**WHAT THE EXERCISE ASKS**
Restate all of the data below word for word.

===== RECORD EXTRACTS

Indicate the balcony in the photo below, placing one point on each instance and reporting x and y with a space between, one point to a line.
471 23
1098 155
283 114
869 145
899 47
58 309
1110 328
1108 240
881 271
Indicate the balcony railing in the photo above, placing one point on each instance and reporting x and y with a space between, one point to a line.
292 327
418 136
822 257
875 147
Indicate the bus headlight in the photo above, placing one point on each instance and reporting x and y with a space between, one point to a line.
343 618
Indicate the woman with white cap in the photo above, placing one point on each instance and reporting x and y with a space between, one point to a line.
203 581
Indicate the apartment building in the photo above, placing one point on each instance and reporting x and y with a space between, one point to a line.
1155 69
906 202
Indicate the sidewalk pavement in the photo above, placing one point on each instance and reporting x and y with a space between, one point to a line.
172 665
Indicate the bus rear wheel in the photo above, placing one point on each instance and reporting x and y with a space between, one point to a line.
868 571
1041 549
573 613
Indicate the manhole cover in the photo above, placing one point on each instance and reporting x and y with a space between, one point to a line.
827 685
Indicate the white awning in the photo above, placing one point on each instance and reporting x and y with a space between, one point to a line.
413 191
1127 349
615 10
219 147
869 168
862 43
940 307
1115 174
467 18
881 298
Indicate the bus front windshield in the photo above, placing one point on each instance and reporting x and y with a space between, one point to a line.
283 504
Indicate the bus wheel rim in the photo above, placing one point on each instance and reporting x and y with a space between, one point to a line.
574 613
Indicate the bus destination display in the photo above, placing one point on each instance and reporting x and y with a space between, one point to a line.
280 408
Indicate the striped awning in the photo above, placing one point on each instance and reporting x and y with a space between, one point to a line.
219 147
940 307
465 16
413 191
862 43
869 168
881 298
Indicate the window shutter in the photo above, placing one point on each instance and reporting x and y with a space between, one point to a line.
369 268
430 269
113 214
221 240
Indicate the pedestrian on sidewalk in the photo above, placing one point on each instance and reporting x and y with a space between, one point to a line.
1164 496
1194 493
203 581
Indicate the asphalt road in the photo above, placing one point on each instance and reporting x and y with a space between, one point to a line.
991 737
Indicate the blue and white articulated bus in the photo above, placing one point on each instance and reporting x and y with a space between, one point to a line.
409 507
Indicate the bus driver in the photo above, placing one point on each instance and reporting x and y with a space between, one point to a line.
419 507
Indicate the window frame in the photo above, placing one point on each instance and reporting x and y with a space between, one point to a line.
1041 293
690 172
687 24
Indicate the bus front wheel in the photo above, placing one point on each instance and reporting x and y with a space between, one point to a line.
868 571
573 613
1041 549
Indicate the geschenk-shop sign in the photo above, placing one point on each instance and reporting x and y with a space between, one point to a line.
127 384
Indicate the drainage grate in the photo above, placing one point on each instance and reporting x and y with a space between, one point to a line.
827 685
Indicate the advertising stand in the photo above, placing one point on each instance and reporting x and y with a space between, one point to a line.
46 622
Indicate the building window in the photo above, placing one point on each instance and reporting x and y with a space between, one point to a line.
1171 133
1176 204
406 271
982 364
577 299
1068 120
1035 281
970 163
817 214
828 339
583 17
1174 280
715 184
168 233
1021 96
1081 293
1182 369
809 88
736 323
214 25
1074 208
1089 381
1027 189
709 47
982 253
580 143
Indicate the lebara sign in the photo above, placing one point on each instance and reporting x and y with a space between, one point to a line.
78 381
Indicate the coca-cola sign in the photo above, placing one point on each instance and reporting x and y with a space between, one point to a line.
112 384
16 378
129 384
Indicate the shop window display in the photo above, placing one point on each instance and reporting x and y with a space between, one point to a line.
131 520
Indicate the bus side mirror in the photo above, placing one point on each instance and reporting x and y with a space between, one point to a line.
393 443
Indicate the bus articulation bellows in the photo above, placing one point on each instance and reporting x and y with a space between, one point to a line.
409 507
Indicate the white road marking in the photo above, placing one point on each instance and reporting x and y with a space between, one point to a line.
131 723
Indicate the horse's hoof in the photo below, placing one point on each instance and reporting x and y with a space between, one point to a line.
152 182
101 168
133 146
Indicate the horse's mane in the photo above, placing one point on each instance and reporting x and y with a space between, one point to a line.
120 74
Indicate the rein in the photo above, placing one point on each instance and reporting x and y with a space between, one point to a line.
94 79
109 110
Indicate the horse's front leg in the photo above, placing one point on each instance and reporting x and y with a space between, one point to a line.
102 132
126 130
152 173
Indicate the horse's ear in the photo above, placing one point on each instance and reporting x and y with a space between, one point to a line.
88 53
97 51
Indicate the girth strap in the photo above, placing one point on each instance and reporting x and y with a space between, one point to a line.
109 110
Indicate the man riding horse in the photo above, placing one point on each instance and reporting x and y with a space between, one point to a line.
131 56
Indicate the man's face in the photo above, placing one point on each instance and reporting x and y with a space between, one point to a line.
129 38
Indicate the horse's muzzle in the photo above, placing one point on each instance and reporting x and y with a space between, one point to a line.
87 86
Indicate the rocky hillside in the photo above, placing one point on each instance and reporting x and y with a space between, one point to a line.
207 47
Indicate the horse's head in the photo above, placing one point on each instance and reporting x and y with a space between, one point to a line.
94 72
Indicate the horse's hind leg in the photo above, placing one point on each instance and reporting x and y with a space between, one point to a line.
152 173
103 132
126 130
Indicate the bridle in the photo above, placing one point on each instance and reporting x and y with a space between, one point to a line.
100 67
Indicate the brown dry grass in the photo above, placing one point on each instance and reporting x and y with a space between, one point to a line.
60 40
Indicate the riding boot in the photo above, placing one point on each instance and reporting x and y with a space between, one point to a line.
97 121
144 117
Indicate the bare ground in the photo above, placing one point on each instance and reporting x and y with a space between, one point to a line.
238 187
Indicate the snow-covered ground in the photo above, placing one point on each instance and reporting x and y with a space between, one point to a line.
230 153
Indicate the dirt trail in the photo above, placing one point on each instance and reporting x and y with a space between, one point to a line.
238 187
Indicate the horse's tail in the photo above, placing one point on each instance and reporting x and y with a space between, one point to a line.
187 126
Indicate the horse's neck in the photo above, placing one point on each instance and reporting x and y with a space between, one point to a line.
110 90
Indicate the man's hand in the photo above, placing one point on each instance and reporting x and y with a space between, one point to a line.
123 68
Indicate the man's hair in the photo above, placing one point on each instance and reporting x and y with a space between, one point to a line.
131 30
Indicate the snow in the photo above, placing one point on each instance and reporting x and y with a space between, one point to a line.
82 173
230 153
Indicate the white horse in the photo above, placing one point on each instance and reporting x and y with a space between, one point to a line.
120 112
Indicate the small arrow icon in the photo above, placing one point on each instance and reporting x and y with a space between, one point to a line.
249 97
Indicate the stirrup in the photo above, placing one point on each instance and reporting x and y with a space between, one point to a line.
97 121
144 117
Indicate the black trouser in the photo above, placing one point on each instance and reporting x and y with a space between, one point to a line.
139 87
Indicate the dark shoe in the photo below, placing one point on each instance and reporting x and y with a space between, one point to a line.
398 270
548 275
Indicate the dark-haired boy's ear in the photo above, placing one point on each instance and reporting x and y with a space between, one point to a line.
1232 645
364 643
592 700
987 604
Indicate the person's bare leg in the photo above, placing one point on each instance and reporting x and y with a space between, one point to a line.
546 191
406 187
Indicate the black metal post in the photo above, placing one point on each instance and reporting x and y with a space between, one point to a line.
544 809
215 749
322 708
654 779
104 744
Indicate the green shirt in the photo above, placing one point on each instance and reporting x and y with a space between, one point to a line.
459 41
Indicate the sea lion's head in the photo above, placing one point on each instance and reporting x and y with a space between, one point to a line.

==========

**WRITTEN ANSWER**
Indicate the balcony in the photo below, placing one point on each instance and reporting x and y with a space between, one point to a line.
471 23
1098 155
283 114
869 145
899 47
58 309
1110 328
1108 240
881 271
Indicate the balcony railing in the photo above, placing one point on each instance and reporting x and y with a space between, one point to a line.
292 327
418 136
822 257
875 147
Indicate the bus headlight in the photo above, placing one point on each instance and reporting x and y with a space between, one point to a line.
343 618
Indicate the woman with white cap in the photo above, placing one point on each instance and reporting x and y with a space between, one point to a line.
203 581
Indicate the apartment building in the photo above, placing one point on each instance and reporting x and y with a space between, one point to a line.
1155 69
906 202
Indicate the sidewalk pavement in the photo above, placing one point on each instance and reporting x and y with a space between, one point to a line.
172 665
Indicate the bus rear wheel in the photo above, placing one point on each instance and reporting x and y with a space between, one point to a line.
868 571
1041 549
573 613
Indicate the manhole cover in the photo above, placing one point on each instance and reporting x and y with a space between, one point to a line.
827 685
Indicate the white awning in the photo above, placing one point on each instance and reporting x and y with a space between, one point to a line.
413 191
1127 349
615 10
219 147
869 168
862 43
940 307
1115 174
467 18
881 298
Indicate the bus front windshield in the photo above, placing one point on each instance and reporting x and y with a space between, one point to a line.
283 504
Indicate the bus wheel rim in the photo above, placing one point on each instance and reporting x and y with a space between, one point to a line.
574 613
Indicate the bus destination display in the photo above, placing one point on each instance and reporting x and y with a space between, one point to a line.
280 408
Indicate the striped awning in the photo above, placing one point on each instance and reporting x and y with a space between, one point to a line.
219 147
940 307
465 16
413 191
862 43
869 168
881 298
Indicate the window shutter in the photo above, placing one point on each instance and reporting x and y with a space between, one point to a line.
369 268
430 269
113 214
221 240
Indicate the pedestrian on sidewalk in the photo above, placing one point on each instance and reporting x and y with a space between, one point to a line.
1164 496
1194 493
203 581
Indicate the asphalt road in the photo above, placing one point on each instance and reporting x and y with a space between, one point to a line.
991 737
Indicate the blue and white articulated bus in the photo above, placing one point on each instance and reporting x and y with a space between, one point to a line.
409 507
Indicate the bus driver in the photo above, placing one point on each instance and reporting x and y with a space between, one point to a line.
419 507
Indicate the window frame in the photo above, placing one point on each instance and reporting x and y with a space between, one point to a line.
1041 293
690 172
687 24
Indicate the bus front wheel in the photo above, placing one point on each instance and reporting x and y with a space between, one point to a line.
868 571
573 613
1041 549
Indicate the geschenk-shop sign in the photo above, placing one point on each instance and reporting x and y with a space between, one point to a line.
127 384
Indicate the drainage grate in the photo above, placing one point on each instance and reporting x and y with a space between, one point to a line.
827 685
Indicate the advertising stand in the photo above, placing one point on each instance and reporting x and y with a space between, one point to a line.
46 622
Indicate the building window in the photo above, placing one point on each instance and reporting x and y with a space between, one point to a line.
1171 133
1176 204
406 271
982 364
577 299
1068 120
1035 281
970 163
817 214
828 339
583 17
1174 280
715 184
168 233
1021 96
1081 293
1182 369
809 88
736 323
214 25
1074 208
1089 381
1027 189
709 47
982 253
580 143
Indicate the lebara sign in the photo above, placing one point on each instance and reporting x and y with a space between, one point to a line.
78 381
Indicate the coca-cola sign in the photo above, placing one point on each instance and reporting x and y with a space between, one point to a line.
112 384
16 378
129 384
Indicate the shop window display in the photo above, placing one point on each instance and reporting x and y with a space between, one point to a line.
131 520
Indicate the bus side mirror in the photo above, placing one point on each instance and reporting x and y with a space between, one point to a line.
393 443
Indicate the bus articulation bellows in the photo above, placing one point on each instance and reporting x and y with a space between, one point to a line.
409 507
Indicate the white road marking in the photo above, placing one point on each instance and reporting x and y with a space between, one point to a line.
131 723
Indicate the horse's hoof in the photo below, placing one point on each instance and reporting x and y with a space between, one point to a line.
152 182
101 168
133 146
Indicate the horse's mane in the photo above, placing one point on each instance and reporting x and y with a space between, one point to a line.
120 74
Indicate the rein in the photo above, placing one point on each instance and reporting x and y with a space between, one point to a line.
94 79
109 110
Indicate the horse's front leg in the photo above, placing one point on each instance and reporting x and y with a space between, one point to a line.
102 132
126 130
152 173
Indicate the horse's ear in the photo above, placing one point on each instance and reporting x and y with a space between, one point to a line.
88 53
97 51
Indicate the girth strap in the photo above, placing one point on each instance and reporting x and y with a space between, one point to a line.
109 110
Indicate the man riding horse in the photo above, placing one point on each instance and reporting x and y with a space between, one point to a line.
131 56
Indicate the man's face in the photo above, placing one point on each instance and reporting x and y with a space between, one point to a line.
129 38
Indicate the horse's muzzle in the photo above, placing one point on each instance and reporting x and y with a space between, one point to a line.
87 86
Indicate the rocky hillside in the photo above, placing one point on each instance and reporting x and y with a space between, one point to a line.
207 47
Indicate the horse's head in the photo above, placing one point on each instance and reporting x and y with a space between, one point to a line.
94 72
Indicate the horse's hind leg in the photo above, placing one point on each instance and reporting x and y with a space between, one point to a line.
152 173
103 132
126 130
Indicate the bridle in the photo above, placing one point on each instance and reporting x and y with a space between, one point to a line.
100 67
Indicate the brown dry grass in the photo above, placing one point on each instance and reporting x and y with a space between, one point to a line.
60 40
Indicate the riding boot in the photo above, placing one point on each instance and reporting x and y with a space between, one point to a line.
97 121
144 117
Indicate the bare ground in the photo above, placing one point on each instance and reporting x and y with a space between, one point to a line.
238 187
Indicate the snow-covered ground in the photo above, placing one point on each instance and reporting x and y with a space between, one point to a line.
230 153
Indicate the dirt trail in the photo above, placing one point on each instance and reporting x and y with a space between, one point to a line.
238 187
Indicate the horse's tail in the photo above, placing one point on each instance and reporting x and y with a space between, one point to a line.
187 126
Indicate the horse's neck in the photo above, placing one point on each instance and reporting x and y with a space between, one point to a line.
110 90
Indicate the man's hand in the photo above, placing one point on each instance and reporting x and y with a space between, one point to a line.
123 68
Indicate the man's hair in the photo above, placing one point on each instance and reporting x and y with a space between, one point to a line.
131 30
Indicate the snow in the photo above, placing one point on each instance and reporting x and y with a space between, one point to a line.
82 173
230 153
Indicate the white horse in the photo above, placing one point on each instance and reporting x and y with a space between, one point to a line.
120 112
Indicate the small arrow icon in the photo above, placing one point on each instance and reporting x and y with a space between, one point to a line.
249 97
Indicate the stirrup in the photo above, placing one point on each instance and reporting x and y with a space between, one point to a line.
97 121
144 117
Indicate the black trouser in the photo above, placing one point on each instance and reporting x and y with a space between, one point to a line.
139 87
Indicate the dark shoe in the photo below, placing one point on each instance and reporting x and y with a space between, one point to a line.
398 270
548 275
Indicate the dark-haired boy's ear in the photo above, placing one point on each instance and reporting x and y with a space between, one point to a line.
1232 645
364 643
592 700
987 604
Indicate the person's bare leg in the photo above, placing one point on each instance and reporting x and y with a space between, one point to a line.
546 191
406 187
Indicate the black metal post in the photo above, placing one point on each instance and reporting x and y with a space between, one point to a line.
544 809
215 749
322 708
654 779
104 744
Indicate the green shirt in the photo above, placing one point on each instance and reporting x and y with a space between, one point to a line.
459 41
Indicate the sea lion's head in the photo above, placing one point on each instance and reporting x and y with a space between, one point to a line.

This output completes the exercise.